What needs to be done:
Count the lines in the records below that contain the string "distant". Reply with that number alone.

START Material provided

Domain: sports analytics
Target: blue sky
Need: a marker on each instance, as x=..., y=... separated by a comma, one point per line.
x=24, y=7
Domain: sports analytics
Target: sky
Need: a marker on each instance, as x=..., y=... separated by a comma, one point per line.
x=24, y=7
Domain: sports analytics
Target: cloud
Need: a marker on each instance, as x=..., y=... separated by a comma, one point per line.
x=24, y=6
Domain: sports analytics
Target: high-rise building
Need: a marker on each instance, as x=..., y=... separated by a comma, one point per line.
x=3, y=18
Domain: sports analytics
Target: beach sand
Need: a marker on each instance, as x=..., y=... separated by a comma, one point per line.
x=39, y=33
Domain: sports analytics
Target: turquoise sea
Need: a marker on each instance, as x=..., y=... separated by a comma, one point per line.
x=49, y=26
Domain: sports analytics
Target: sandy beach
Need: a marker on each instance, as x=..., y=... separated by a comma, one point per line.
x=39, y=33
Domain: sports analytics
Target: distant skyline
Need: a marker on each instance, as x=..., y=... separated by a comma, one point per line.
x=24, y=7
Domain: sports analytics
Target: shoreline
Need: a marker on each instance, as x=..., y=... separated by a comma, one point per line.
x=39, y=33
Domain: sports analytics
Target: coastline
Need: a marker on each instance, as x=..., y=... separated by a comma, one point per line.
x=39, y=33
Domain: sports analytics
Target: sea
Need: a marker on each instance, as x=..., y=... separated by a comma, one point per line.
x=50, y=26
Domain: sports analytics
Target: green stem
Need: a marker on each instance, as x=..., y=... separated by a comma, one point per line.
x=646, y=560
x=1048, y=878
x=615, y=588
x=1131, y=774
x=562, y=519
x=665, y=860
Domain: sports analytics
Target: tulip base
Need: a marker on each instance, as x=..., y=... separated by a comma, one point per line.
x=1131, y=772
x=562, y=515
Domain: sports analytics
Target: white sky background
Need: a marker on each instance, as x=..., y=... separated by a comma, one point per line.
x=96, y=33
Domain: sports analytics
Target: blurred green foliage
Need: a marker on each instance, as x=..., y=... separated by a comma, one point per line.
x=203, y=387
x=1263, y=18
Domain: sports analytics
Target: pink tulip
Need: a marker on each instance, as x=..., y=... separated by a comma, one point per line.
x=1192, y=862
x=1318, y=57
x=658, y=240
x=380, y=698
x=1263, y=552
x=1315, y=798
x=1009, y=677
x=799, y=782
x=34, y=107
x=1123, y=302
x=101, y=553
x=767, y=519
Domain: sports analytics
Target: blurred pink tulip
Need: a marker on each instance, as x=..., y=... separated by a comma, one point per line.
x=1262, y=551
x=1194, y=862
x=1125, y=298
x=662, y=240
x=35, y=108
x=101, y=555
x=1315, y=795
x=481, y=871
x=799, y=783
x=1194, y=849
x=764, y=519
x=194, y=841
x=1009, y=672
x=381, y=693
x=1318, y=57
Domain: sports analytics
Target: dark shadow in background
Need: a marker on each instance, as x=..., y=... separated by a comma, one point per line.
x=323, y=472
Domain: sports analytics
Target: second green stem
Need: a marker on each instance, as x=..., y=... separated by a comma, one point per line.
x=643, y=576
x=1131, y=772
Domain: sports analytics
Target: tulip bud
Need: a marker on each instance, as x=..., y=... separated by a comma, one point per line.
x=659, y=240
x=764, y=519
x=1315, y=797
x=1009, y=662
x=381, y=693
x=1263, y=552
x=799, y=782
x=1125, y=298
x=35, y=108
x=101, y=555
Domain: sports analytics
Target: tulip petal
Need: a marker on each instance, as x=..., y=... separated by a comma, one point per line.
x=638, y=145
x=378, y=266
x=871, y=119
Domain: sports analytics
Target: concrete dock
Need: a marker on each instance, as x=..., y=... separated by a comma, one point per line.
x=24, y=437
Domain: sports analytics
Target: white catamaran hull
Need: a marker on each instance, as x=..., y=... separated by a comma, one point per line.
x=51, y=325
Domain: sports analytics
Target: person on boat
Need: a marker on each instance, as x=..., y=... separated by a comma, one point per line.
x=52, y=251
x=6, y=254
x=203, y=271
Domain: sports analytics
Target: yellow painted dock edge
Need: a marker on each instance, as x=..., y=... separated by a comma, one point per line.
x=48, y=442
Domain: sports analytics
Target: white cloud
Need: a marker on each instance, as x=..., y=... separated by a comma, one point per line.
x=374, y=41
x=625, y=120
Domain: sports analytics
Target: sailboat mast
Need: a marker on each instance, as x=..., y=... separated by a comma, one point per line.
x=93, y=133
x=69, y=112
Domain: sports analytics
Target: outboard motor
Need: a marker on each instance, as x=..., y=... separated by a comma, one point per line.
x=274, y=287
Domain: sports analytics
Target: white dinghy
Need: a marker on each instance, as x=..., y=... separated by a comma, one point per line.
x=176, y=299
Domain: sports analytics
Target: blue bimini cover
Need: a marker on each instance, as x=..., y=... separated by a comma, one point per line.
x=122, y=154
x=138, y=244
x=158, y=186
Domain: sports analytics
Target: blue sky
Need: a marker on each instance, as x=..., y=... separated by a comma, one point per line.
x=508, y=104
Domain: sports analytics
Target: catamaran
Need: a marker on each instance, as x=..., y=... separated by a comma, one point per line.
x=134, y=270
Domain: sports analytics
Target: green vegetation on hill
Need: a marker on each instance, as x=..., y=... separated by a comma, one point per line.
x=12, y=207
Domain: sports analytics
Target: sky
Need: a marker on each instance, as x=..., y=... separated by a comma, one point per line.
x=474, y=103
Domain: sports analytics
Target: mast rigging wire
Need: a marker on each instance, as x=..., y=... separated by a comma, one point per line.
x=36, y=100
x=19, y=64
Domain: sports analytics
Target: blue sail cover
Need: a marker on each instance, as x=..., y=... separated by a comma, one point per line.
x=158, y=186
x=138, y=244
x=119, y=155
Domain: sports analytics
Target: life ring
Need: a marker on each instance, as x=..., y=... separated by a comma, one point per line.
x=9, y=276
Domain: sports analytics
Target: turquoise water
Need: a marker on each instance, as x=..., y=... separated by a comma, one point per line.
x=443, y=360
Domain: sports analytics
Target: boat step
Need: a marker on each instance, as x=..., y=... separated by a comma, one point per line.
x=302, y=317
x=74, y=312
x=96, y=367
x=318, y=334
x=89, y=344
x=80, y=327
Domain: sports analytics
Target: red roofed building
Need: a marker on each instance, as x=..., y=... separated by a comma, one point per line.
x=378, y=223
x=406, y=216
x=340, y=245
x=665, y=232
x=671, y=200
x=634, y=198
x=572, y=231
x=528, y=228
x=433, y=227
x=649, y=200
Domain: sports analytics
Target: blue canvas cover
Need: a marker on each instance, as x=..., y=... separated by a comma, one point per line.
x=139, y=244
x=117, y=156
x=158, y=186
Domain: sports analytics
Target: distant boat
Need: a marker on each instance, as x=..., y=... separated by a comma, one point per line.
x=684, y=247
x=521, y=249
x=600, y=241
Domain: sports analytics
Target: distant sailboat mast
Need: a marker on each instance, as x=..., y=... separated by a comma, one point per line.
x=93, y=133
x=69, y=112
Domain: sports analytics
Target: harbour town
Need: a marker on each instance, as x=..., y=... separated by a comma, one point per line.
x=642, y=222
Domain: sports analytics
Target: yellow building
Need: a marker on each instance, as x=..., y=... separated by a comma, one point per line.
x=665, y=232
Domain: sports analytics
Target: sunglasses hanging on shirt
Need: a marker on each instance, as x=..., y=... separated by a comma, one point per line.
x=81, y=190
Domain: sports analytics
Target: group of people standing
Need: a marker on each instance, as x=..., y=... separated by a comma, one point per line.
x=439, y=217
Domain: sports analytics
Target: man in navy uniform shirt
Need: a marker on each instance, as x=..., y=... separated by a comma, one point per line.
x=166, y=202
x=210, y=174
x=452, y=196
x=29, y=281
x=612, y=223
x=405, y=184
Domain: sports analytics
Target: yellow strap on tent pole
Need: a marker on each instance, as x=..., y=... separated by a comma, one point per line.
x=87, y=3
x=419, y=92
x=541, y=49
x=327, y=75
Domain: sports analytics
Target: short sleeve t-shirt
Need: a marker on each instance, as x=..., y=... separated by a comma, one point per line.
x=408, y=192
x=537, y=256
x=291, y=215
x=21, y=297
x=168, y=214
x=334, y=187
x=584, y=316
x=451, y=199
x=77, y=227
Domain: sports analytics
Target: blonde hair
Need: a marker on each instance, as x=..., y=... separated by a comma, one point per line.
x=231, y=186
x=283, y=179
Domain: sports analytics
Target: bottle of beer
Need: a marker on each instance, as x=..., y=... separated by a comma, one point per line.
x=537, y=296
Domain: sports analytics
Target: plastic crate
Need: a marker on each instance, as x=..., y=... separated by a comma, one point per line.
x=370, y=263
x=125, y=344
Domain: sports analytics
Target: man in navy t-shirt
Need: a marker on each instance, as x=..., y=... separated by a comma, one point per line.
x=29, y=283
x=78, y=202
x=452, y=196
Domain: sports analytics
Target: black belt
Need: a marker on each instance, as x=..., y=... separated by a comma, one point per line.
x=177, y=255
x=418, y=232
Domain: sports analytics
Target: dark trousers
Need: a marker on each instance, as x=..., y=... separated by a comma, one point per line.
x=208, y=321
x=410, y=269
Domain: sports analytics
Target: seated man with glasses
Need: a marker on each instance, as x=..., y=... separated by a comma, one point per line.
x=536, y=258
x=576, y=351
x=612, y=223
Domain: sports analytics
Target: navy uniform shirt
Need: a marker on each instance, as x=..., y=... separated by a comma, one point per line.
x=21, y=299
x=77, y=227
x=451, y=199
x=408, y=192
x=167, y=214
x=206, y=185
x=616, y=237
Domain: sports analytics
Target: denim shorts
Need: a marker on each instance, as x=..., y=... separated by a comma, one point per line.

END Material provided

Complete output:
3